Passage for review:
<<<<
1. ANY education/training in breastfeeding is better than none. A one-day course is better than a one-hour inservice. A one-week basic course is better than a one-day course. A longer course is generally better than a shorter one. More knowledge and skills are always better than less. In general, a full time IBCLC is qualified to provide a broader scope of breastfeeding care than someone without that credential.
2. I have a real problem with institutions that try to get by "on the cheap" by asking volunteer peer counselors to shoulder responsibilities far beyond their legitimate scopes of practice. This is unethical, dangerous and exploits the volunteer! And puts the institution and clients/patients at unnecessary risk. Asking a lactation educator - trained to teach good breastfeeding classes - to do 1:1, hands-on support in a clinical setting is asking that educator to stretch far beyond what their training was intended to accomplish. No hospital would expect, or even allow a certified childbirth educator to do the job of a certified nurse midwife. That some individuals can rise to the occasion is a testament to their skill, but NOT a justification for the practice!
3. I realize that institutions have to start somewhere, and that peer counselors and/or lactation educators are often the key to opening the door to more/improved lactation services. This is good. Participation in a 20-hour education programs as part of the Baby-Friendly Hospital Initiative (BFHI) is also a great start.
4. Institutions are prepared (or forced) to pay for appropriately trained and credentialed providers in other areas of health care. Why should breastfeeding support be any different?
>>>>
Tasks to carry out:
1: Substitute "volunteer helpers" for "peer counselors" and write out the stretch of the text on breastfeeding support from "3. I realize" through "a great start.".
2: Answer these questions from the text on breastfeeding support:
(a) Which credential does the text say qualifies someone, in general, to provide a broader scope of breastfeeding care?
(b) How many hours long are the education programs offered as part of the Baby-Friendly Hospital Initiative?
(c) What is a lactation educator trained to do?
3: Summarize the text on breastfeeding support in three sentences.

Data to examine:
<<<<
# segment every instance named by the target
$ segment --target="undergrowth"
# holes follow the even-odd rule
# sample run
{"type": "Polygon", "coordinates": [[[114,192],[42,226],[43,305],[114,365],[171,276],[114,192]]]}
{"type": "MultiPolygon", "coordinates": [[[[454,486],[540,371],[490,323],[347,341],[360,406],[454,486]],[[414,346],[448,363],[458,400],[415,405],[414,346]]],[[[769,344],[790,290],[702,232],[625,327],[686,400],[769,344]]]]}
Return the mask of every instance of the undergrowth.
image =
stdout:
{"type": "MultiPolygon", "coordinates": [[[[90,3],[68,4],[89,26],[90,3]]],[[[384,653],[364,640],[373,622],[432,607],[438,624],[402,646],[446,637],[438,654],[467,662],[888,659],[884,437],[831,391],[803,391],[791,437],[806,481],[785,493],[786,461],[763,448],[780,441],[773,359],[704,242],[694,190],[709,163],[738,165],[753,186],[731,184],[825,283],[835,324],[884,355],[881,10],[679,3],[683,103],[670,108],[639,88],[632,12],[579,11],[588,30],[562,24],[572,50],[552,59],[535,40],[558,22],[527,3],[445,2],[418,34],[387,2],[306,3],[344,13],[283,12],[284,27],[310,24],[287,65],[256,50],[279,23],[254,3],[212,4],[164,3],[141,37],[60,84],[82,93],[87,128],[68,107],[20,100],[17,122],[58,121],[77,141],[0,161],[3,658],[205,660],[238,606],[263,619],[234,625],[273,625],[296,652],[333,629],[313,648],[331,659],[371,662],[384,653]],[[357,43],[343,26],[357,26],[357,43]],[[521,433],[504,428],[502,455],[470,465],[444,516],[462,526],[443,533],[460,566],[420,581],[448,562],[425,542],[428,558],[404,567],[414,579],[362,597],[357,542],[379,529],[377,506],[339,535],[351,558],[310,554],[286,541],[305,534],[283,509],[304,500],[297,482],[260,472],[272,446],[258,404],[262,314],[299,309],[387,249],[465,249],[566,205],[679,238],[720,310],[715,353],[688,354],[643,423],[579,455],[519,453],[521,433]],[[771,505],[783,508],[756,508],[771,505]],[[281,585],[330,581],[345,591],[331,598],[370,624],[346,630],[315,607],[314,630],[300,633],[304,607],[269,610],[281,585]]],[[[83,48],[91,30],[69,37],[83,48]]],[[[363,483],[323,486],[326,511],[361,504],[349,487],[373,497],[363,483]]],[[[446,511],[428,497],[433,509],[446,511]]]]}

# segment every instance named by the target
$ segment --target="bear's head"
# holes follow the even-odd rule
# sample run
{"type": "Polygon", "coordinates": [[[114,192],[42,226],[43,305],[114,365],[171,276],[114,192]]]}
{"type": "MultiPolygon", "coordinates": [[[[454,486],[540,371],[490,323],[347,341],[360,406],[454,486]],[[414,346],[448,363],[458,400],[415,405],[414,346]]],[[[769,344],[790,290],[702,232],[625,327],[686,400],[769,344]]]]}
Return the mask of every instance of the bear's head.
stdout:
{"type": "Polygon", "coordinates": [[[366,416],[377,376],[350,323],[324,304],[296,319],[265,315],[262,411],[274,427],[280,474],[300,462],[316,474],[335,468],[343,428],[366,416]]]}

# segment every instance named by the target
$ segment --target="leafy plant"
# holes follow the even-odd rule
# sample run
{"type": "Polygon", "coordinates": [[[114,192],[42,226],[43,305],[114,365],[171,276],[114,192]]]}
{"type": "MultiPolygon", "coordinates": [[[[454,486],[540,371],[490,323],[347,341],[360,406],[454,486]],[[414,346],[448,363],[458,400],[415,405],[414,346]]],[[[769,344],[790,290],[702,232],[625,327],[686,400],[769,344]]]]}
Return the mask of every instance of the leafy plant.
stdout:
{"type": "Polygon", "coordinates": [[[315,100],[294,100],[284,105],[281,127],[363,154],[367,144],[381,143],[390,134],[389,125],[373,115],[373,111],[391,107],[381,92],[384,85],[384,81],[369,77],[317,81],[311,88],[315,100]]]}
>>>>
Task-by-task answers:
1:
3. I realize that institutions have to start somewhere, and that volunteer helpers and/or lactation educators are often the key to opening the door to more/improved lactation services. This is good. Participation in a 20-hour education programs as part of the Baby-Friendly Hospital Initiative (BFHI) is also a great start.

2:
(a) Full-time IBCLC
(b) 20 hours
(c) Teach good breastfeeding classes

3: Any breastfeeding education is better than none, and longer training is generally better, with a full-time IBCLC qualified to give a broader scope of care. The text calls it unethical and dangerous for institutions to ask volunteer peer counselors or lactation educators to take on work far beyond their scopes of practice, though it grants that these workers and 20-hour BFHI programs are a good start. Because institutions pay for appropriately trained and credentialed providers in other areas of health care, the text asks why breastfeeding support should be any different.